__About this exercise__.
Produce an exact transcription of every entry.

__Information given__.
□ □ □ □

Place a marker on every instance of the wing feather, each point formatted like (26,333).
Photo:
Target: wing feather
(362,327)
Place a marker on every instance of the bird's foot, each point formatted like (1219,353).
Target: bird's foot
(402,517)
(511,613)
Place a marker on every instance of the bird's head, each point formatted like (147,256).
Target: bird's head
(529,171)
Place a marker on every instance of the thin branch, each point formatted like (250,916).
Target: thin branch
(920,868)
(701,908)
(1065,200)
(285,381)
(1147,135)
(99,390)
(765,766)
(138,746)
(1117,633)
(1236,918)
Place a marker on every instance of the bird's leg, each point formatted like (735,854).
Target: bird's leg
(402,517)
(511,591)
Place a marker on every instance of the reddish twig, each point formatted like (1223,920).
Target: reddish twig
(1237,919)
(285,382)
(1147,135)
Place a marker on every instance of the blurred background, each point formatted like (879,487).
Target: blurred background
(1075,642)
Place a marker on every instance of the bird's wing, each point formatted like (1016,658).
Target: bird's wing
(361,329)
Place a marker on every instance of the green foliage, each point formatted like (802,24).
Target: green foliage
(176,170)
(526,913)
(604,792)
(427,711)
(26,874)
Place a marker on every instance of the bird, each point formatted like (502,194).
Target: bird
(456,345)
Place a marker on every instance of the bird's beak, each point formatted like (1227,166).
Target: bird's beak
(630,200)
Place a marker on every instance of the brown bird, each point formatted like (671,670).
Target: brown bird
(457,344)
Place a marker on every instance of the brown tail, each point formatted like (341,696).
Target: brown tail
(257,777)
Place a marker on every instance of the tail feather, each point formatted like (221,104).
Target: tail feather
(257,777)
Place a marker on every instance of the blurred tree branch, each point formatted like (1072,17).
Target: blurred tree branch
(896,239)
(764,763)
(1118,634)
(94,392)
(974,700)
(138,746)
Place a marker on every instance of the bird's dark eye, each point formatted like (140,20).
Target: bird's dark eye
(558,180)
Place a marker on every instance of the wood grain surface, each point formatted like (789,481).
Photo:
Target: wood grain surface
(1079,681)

□ □ □ □

__Answer to this exercise__.
Place a marker on every instance of the wing feather, each point formatted like (26,333).
Photo:
Target: wing feather
(362,327)
Place a marker on every instance of the bird's foot, each point formatted like (1219,353).
Target: bird's foot
(402,517)
(511,613)
Place a marker on every instance of the bird's head, each point formatted like (147,256).
Target: bird's head
(529,171)
Place a marker on every instance of the thin branch, each point formatted like (250,916).
Target: thin branch
(920,868)
(701,908)
(1065,200)
(285,381)
(1147,135)
(99,390)
(765,766)
(138,746)
(1117,633)
(1236,918)
Place a marker on every instance of the bird's leg, each point formatted like (735,854).
Target: bird's leg
(402,517)
(511,591)
Place a marker on every instance of the reddish twig, each point formatted like (1223,920).
Target: reddish twig
(1237,919)
(285,382)
(1147,135)
Place a marker on every instance of the blurred background, each point formatted like (879,487).
Target: blurred background
(1075,642)
Place a marker on every instance of the bird's wing, each point formatted like (1016,658).
Target: bird's wing
(361,329)
Place a marker on every instance of the green foliage, each point formatted like (802,24).
Target: green foliage
(176,170)
(526,913)
(604,792)
(427,711)
(26,874)
Place a marker on every instance of the bird, each point formatted like (502,194).
Target: bird
(456,345)
Place a marker on every instance of the bird's beak, each point formatted like (1227,166).
Target: bird's beak
(630,200)
Place a marker on every instance of the brown bird, each point formatted like (671,670).
Target: brown bird
(457,344)
Place a marker on every instance of the brown tail, each point formatted like (341,696).
Target: brown tail
(257,777)
Place a marker on every instance of the tail feather, each point formatted like (221,104).
Target: tail feather
(257,777)
Place a marker on every instance of the blurred tree branch, each point formatted like (1072,17).
Target: blurred tree branch
(896,239)
(764,763)
(1118,634)
(94,392)
(974,700)
(138,746)
Place a marker on every instance of the bird's dark eye, each point formatted like (140,20).
Target: bird's dark eye
(558,180)
Place a marker on every instance of the wood grain surface, each point formatted like (789,481).
Photo:
Target: wood grain surface
(1079,681)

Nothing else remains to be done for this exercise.